> TEXT PROVIDED
BookmarkSubscribeRSS Feed
🔒 This topic is solved and locked. Need further help from the community? Please sign in and ask a new question.
Sanyam
Calcite | Level 5

When a variable is created using SUM statement, it will be assigned to what value and when? Either it will be assigned a value 0 when data step begin execution or assigned a value 0 at compile time.?

Example:

data work.NEW;

     set work.OLD;

     count+1;

run;

The variable Count is created using a sum statement. Which statement regarding this variable is true?

A. It is assigned a value 0 when the data step begins execution.

B. It is assigned a value of missing when the data step begins execution.

C. It is assigned a value 0 at compile time.

D. It is assigned a value of missing at compile time.

What is the correct answer to this question with explanation?

According to me, it should be answer (A) - It is assigned a value 0 when the data step begins execution but need to double check.

1 ACCEPTED SOLUTION

Accepted Solutions
art297
Opal | Level 21

Jojan,

You missed my point.  According to Neil's paper, the first put _all_ statement, before an input statement, reflects what has occurred during the compilation phase.

Run the following code and then look at the log:

data class;

  format count1 count2 count3 best12.;

  retain count2;

  retain count3 0;

  infile cards dlm='09'x;

  put _all_;

  input (name sex) ($) age height weight;

  count1+1;

  count2=count2+1;

  count3=count3+1;

  put _all_;

  cards;

Joyce F 11 51.3 50.5

Thomas M 11 57.5 85

James M 12 57.3 83

Jane F 12 59.8 84.5

John M 12 59 99.5

Louise F 12 56.3 77

Robert M 12 64.8 128

Alice F 13 56.5 84

Barbara F 13 65.3 98

Jeffrey M 13 62.5 84

Alfred M 14 69 112.5

Carol F 14 62.8 102.5

Henry M 14 63.5 102.5

Judy F 14 64.3 90

Janet F 15 62.5 112.5

Mary F 15 66.5 112

Ronald M 15 67 133

William M 15 66.5 112

Philip M 16 72 150

;

You'll notice that the first values of count1 and count3 shown in the log are 0.  Thus, if  Neil's paper is correct, that occurred during the compilation phase.

Image object location entries:

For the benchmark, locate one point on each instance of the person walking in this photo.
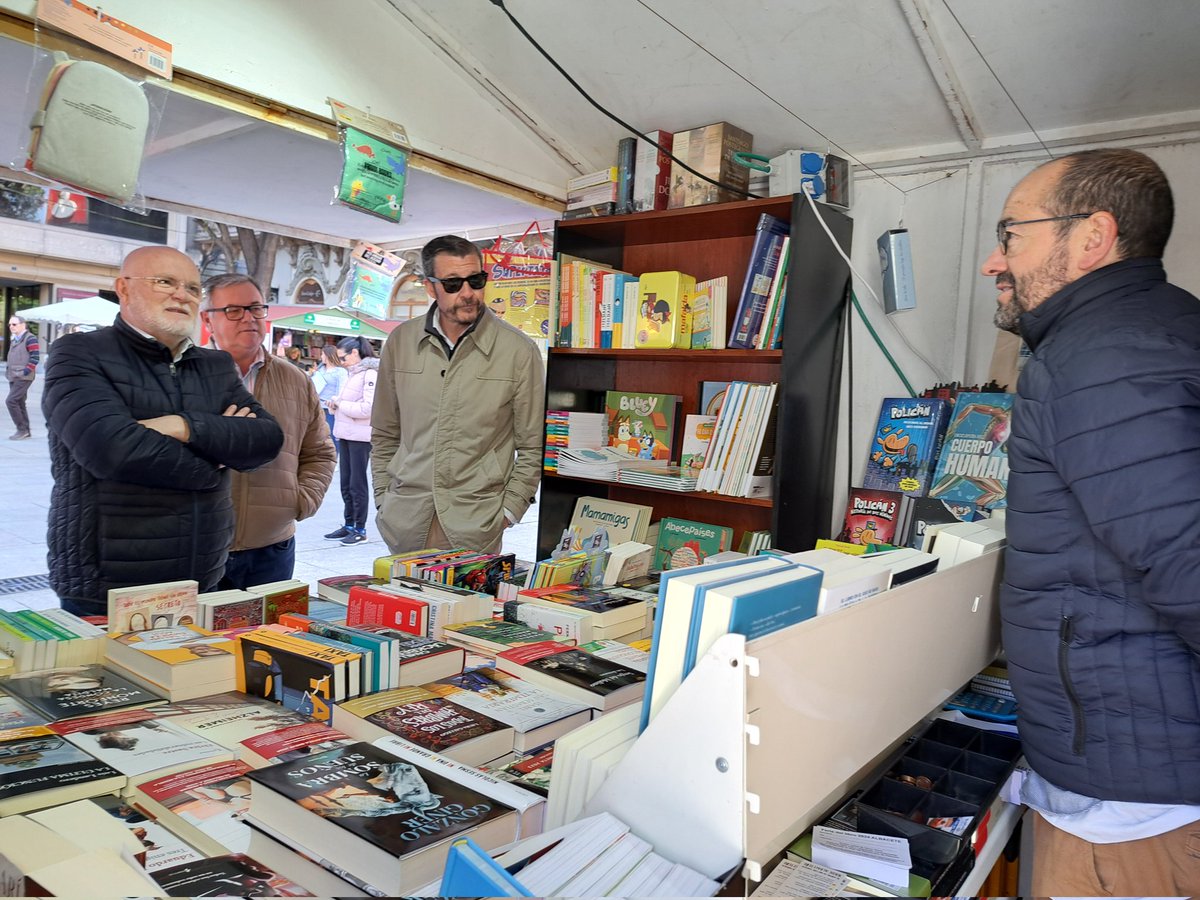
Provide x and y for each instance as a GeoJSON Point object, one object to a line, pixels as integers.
{"type": "Point", "coordinates": [352, 427]}
{"type": "Point", "coordinates": [21, 369]}
{"type": "Point", "coordinates": [329, 378]}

> THE TASKS
a) Using the SAS thread, reproduce everything from "set work.OLD;" down to "0 when the data step begins execution.".
b) Decide whether each statement agrees with the SAS thread, answering yes or no and quoting the deciding words: (i) The person who opened the thread leaned toward option A but was not certain. (ii) In the accepted solution's code, count2 is given a starting value of 0 by its retain statement. (iii) The accepted solution reports that the first logged values of count1 and count3 are 0.
c) In the data lines of the SAS thread's accepted solution, list every name whose age value is 14.
The records were taken from a separate source.

> SOLUTIONS TO THE EXERCISE
a)
set work.OLD;

     count+1;

run;

The variable Count is created using a sum statement. Which statement regarding this variable is true?

A. It is assigned a value 0 when the data step begins execution.

b)
(i) Yes: "According to me, it should be answer (A) - It is assigned a value 0 when the data step begins execution but need to double check."
(ii) No: "retain count2;"
(iii) Yes: "You'll notice that the first values of count1 and count3 shown in the log are 0."

c) Alfred, Carol, Henry, Judy